* _Task goal_: Leaving out the images, please reproduce each line below exactly.

* _Material for this exercise_:
____________
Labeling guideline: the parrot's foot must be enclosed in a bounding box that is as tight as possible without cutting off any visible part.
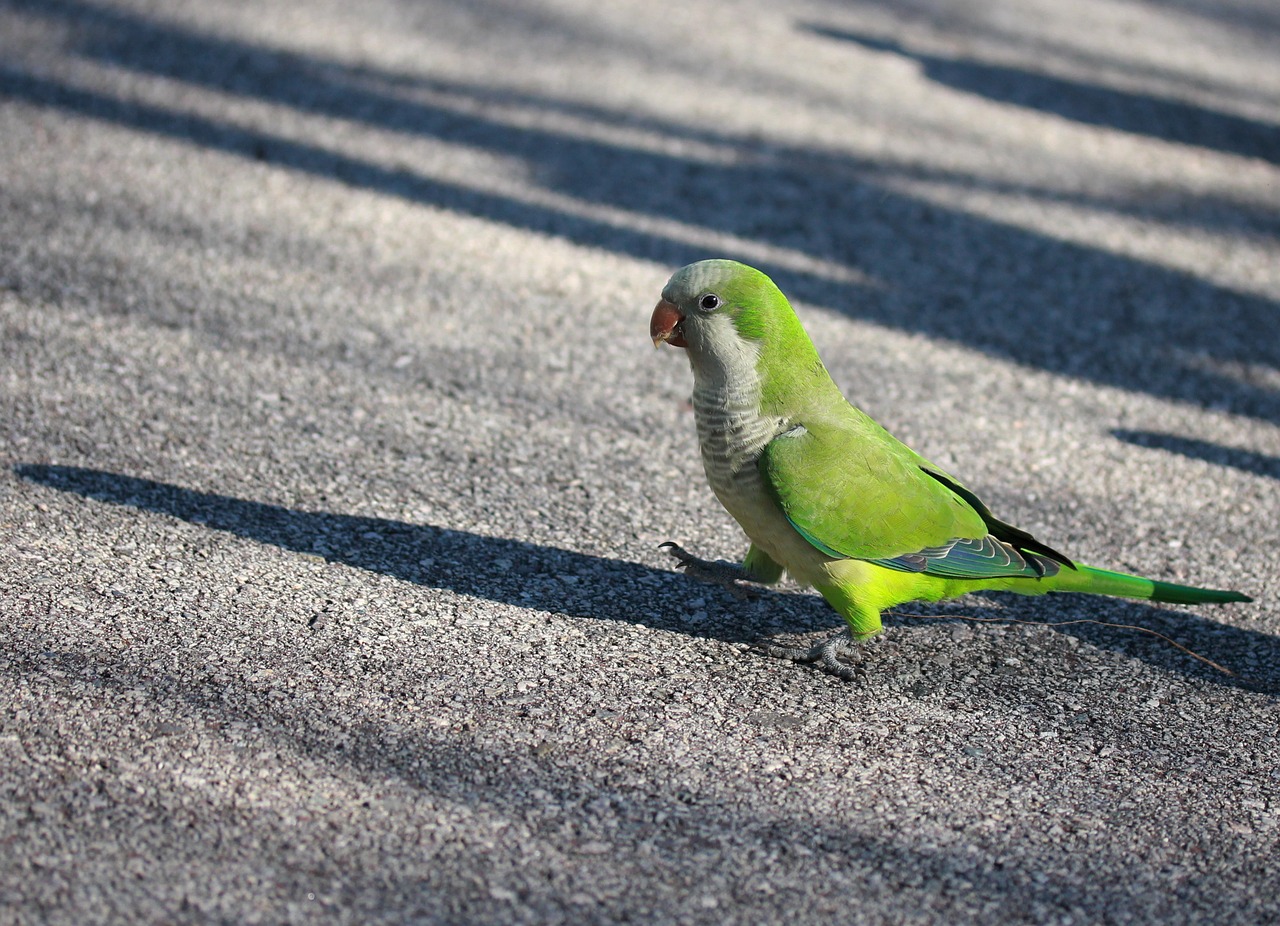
[659,542,758,600]
[759,632,865,682]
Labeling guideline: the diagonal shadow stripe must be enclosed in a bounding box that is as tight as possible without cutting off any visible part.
[3,0,1279,425]
[1112,429,1280,480]
[802,24,1280,165]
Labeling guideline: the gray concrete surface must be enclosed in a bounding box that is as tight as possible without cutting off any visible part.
[2,0,1279,922]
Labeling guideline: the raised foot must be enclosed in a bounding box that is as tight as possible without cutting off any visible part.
[659,541,758,601]
[758,631,867,682]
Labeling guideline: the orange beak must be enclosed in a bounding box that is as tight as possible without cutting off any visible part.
[650,299,687,349]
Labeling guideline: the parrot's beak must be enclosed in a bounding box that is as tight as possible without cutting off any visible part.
[650,299,687,349]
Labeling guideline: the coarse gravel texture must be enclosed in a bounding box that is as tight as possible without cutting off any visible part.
[1,0,1279,923]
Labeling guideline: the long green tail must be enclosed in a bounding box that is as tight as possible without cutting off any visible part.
[1053,564,1251,605]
____________
* _Reply to the exercise_:
Labeling guideline: the parrot's foot must be enclosed in a bounding box that is as tight as possible without cutting off any visible part.
[659,542,758,600]
[759,632,865,682]
Labeling guideline: the diagonal shadow stripe must be enclosed in a bounding box that is as tight as possible without cutting off any visible part.
[3,0,1279,425]
[1112,429,1280,480]
[802,24,1280,165]
Labeling guideline: the gray concrete surface must be enclosed in a bounding box that is as tight as possible without cutting off any visible part.
[2,0,1279,922]
Labeling guideline: the raised foot must be enclosed in a bounding box that is as tight as possible without cutting off any visible part.
[659,541,758,601]
[758,631,867,682]
Labeling guideline: the orange beak must be enclosed in a bounding box that is as tight as possible without cutting off any visible part.
[650,299,687,349]
Labeling guideline: the parrot's beak must be enclosed in a bounding box that is as tight as possible without cutting off any visible part.
[650,299,687,349]
Labeling guideline: the coarse gravel texture must be enclosed in a bounding box that is as tight as possible without cutting off any visible part.
[1,0,1279,923]
Labeling guideline: the long green tail must be enclosed in a bounding box that is as tight as possible without cutting off any visible part.
[1053,564,1251,605]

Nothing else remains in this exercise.